▶ **What to work on**
Transcribe all the records with complete accuracy.

-- Source records follows --

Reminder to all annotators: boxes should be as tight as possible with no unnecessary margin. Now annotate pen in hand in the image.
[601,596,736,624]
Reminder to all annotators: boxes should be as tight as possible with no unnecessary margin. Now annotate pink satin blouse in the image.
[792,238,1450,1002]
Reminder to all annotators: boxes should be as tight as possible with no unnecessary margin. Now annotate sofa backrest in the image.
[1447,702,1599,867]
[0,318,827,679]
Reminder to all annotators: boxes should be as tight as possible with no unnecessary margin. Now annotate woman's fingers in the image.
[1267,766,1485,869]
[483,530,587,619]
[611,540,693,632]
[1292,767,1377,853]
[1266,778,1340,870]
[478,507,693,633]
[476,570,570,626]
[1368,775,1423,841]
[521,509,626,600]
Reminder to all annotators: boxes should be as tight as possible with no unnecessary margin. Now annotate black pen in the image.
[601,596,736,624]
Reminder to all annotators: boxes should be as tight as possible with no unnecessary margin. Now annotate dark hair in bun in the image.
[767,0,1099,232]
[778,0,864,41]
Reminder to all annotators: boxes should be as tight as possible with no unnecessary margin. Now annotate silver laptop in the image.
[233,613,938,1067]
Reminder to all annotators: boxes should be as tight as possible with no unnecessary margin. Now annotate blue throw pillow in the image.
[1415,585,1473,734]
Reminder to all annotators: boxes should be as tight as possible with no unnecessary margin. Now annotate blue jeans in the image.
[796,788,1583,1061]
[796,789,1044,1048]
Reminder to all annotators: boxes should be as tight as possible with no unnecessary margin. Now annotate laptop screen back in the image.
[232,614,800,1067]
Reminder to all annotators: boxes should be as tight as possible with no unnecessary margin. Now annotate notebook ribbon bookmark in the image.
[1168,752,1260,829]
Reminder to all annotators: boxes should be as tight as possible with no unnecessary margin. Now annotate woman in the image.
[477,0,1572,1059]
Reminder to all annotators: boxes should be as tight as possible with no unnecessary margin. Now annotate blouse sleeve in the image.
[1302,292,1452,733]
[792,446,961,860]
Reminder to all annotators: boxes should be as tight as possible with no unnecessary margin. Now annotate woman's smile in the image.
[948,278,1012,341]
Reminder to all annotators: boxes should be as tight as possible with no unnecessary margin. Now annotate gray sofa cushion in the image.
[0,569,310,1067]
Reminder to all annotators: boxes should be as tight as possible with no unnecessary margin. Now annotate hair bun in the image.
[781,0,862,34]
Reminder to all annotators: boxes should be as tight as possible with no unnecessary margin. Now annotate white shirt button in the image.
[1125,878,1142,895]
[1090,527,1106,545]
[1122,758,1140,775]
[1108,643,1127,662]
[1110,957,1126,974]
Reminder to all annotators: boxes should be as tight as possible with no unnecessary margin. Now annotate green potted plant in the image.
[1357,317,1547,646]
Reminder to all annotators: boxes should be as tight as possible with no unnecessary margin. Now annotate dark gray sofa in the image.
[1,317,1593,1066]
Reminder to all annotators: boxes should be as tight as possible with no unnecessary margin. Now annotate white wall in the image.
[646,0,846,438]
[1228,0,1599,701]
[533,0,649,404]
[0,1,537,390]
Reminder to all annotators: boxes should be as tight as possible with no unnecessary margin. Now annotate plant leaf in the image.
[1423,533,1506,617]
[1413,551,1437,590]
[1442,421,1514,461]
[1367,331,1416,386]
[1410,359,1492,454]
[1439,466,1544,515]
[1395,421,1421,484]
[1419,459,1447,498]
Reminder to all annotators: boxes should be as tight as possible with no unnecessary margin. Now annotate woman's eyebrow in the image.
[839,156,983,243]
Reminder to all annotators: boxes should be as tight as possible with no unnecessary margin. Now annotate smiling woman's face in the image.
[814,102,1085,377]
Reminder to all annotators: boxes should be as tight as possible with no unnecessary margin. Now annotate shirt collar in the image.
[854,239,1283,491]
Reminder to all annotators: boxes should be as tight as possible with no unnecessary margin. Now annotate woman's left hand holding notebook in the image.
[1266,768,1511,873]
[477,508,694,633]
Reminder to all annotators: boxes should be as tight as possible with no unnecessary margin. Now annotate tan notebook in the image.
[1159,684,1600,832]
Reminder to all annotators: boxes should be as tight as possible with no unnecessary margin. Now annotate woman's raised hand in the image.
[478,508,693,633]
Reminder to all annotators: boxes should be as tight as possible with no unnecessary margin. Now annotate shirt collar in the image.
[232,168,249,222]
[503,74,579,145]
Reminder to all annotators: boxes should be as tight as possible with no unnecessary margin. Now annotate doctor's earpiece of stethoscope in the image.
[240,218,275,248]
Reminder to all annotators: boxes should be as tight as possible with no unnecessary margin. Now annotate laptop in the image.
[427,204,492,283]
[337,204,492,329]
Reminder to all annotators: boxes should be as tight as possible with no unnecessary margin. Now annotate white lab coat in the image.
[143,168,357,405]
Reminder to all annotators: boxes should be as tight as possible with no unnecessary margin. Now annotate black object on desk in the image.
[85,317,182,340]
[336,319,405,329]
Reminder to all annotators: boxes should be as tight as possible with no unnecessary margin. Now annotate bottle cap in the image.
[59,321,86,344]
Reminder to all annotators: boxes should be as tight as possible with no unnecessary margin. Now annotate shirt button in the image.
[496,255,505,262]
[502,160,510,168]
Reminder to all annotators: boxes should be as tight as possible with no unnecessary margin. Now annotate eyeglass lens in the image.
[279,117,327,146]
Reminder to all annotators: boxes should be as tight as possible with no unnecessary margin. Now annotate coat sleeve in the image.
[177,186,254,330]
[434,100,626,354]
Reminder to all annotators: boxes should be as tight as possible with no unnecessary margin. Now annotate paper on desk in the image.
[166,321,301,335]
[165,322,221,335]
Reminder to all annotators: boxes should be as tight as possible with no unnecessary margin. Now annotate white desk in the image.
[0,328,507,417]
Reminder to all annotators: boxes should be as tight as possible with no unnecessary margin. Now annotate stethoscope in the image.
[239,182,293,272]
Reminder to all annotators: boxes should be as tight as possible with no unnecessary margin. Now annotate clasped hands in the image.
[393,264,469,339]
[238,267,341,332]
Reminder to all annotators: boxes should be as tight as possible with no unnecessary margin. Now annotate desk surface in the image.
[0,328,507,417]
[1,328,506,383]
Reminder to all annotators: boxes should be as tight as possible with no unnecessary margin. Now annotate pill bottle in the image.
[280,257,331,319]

-- Source records concluded --

▶ **Reply**
Reminder to all annotators: boxes should be as tight as possible with no unnecessary margin. Now annotate pen in hand in the image.
[601,596,736,624]
Reminder to all annotators: boxes should be as tight as possible with no unnecessary margin. Now annotate pink satin blouse in the image.
[792,238,1450,1002]
Reminder to all annotators: boxes should be as tight as possible with no unnecessary margin. Now annotate sofa backrest in the image.
[1447,702,1599,867]
[0,318,827,679]
Reminder to all annotators: boxes should be as tight as possible with no unnecessary margin. Now annotate woman's fingers in the image.
[1267,766,1485,869]
[483,530,587,619]
[611,540,693,632]
[1292,767,1377,853]
[1266,778,1340,870]
[478,507,693,633]
[476,570,570,626]
[1368,775,1423,841]
[521,509,626,600]
Reminder to all annotators: boxes should be as tight as possible with no unnecessary margin. Now annotate black pen in the image.
[601,596,736,624]
Reminder to all annotators: boxes should be as tight as possible with no unnecessary margin. Now annotate dark hair in bun in the image.
[767,0,1099,232]
[778,0,864,41]
Reminder to all annotators: boxes should be as tight as possible with no unnecessary margin. Now annotate silver laptop in the image.
[233,613,938,1067]
Reminder to all annotators: boxes should be as tight as possible with no unnecessary margin. Now annotate blue throw pillow in the image.
[1415,585,1473,734]
Reminder to all annotators: boxes should be as tight as possible with no unnecessary margin. Now annotate blue jeans in the image.
[796,788,1583,1061]
[796,789,1044,1048]
Reminder to all annotators: boxes should be as tight as possible with no unnecessary margin. Now annotate laptop screen back in the image.
[232,614,800,1067]
Reminder to all annotators: boxes should be as tight as possible with no unnecessary margin. Now annotate notebook ribbon bookmark in the image.
[1168,752,1260,829]
Reminder to all annotators: boxes should be as tight as possible with no unnecessary margin. Now annotate woman in the image.
[477,0,1572,1059]
Reminder to all annotators: boxes should be as tight as possible with no unnecessary margin. Now annotate blouse sleeve in the image.
[1302,292,1452,733]
[792,446,961,860]
Reminder to all annotators: boxes should be as tight as possible with no unnecessary margin. Now annotate woman's smile in the image.
[948,278,1012,341]
Reminder to all annotators: boxes should be as tight as possible with no unnecessary margin. Now annotate gray sofa cushion in the image.
[0,569,310,1067]
Reminder to all annotators: boxes should be as tight as possible with no unnecessary margin. Now annotate hair bun in the image.
[781,0,862,34]
Reminder to all annotators: boxes should be as tight as possible with no unnecessary margin. Now annotate white shirt button in the image.
[1125,878,1142,895]
[1090,527,1106,545]
[1122,758,1140,775]
[1108,643,1127,662]
[1110,957,1126,974]
Reminder to all annotators: boxes should be as tight as possible with no unnecessary margin. Now annotate green potted plant in the image.
[1357,317,1547,646]
Reminder to all annotators: boxes should be as tight as possible with no unnecessary margin. Now annotate dark gray sofa in the image.
[1,317,1593,1066]
Reminder to all annotators: boxes should be as tight as possible with no unnecessary margin. Now annotate white wall in the image.
[646,0,846,438]
[1228,0,1599,701]
[533,0,649,404]
[0,1,537,390]
Reminder to all annotators: boxes should be as tight as possible with no unnecessary margin. Now annotate plant leaf in the image.
[1423,533,1506,617]
[1413,551,1437,590]
[1442,421,1514,461]
[1367,331,1416,386]
[1410,359,1492,454]
[1439,466,1544,515]
[1395,421,1421,484]
[1419,459,1447,498]
Reminder to all annotators: boxes should be as tight as possible with no unnecessary margin. Now annotate woman's eyebrow in the image.
[839,156,983,243]
Reminder to all annotators: boxes should be as tight as possible with no unnecessary margin. Now annotate smiling woman's face in the image.
[814,102,1085,377]
Reminder to all annotators: boxes should be as tight as possible with no unnecessary margin. Now annotate shirt collar in the image.
[854,239,1283,491]
Reminder to all annotators: boxes should be as tight as possible with no unnecessary margin. Now annotate woman's left hand holding notebook in the image.
[1266,768,1511,873]
[477,508,694,633]
Reminder to all annotators: boxes should be as tight as possible with no unnecessary margin. Now annotate tan notebook in the image.
[1159,684,1600,832]
Reminder to all annotators: boxes should be as tight as possible with no unnecessary margin. Now annotate woman's raised hand in the image.
[478,508,693,633]
Reminder to all annotators: boxes should be as tight as possible with no unnecessary margin. Now annotate shirt collar in the image.
[232,168,249,222]
[503,74,579,145]
Reminder to all annotators: boxes should be as tight as possible with no unnecessary margin. Now annotate doctor's earpiece of stethoscope in the image.
[240,218,275,248]
Reminder to all annotators: boxes should be as tight as possible with no unnecessary margin. Now annotate laptop in the image.
[427,204,492,283]
[337,204,492,329]
Reminder to all annotators: boxes should be as tight as possible with no unnecessary margin. Now annotate white lab coat in the image.
[143,168,357,405]
Reminder to all annotators: boxes should be as tight as possible with no unnecessary margin. Now annotate black object on desk in the image.
[85,317,182,340]
[336,319,405,329]
Reminder to all annotators: boxes should be as tight as possible with no unnecessary margin. Now annotate bottle cap in the image.
[59,321,86,344]
Reminder to all annotators: boxes should be as tight as possible with no unnecessary margin. Now annotate shirt button in the image.
[496,255,505,262]
[502,160,510,168]
Reminder to all annotators: boxes should be as tight as possible with no unnecessary margin. Now annotate eyeglass lens in the image.
[279,117,327,146]
Reminder to all annotators: boxes should be as tight as possible with no unnecessary margin. Now annotate coat sleeve in the image.
[177,186,254,330]
[434,100,626,354]
Reminder to all annotators: boxes should be as tight as possible with no unnecessary margin. Now annotate paper on desk in the image.
[166,321,301,335]
[165,322,221,335]
Reminder to all annotators: boxes should be as tight as possible with no unnecessary margin. Now annotate white desk in the image.
[0,328,507,417]
Reminder to all annotators: boxes should be as tight as possible with no unnecessary margin. Now annotate stethoscope in the image.
[239,182,293,272]
Reminder to all annotators: boxes should be as tight as possible with no unnecessary margin. Now annotate clasped hands in the image.
[393,264,469,339]
[238,267,341,332]
Reminder to all annotators: boxes should be as tight as possible with no unnecessary margin. Now annotate desk surface in the image.
[0,328,507,417]
[1,328,506,383]
Reminder to all annotators: boxes should be as tight as possible with no unnecessary margin. Now annotate pill bottle in the image.
[280,257,331,319]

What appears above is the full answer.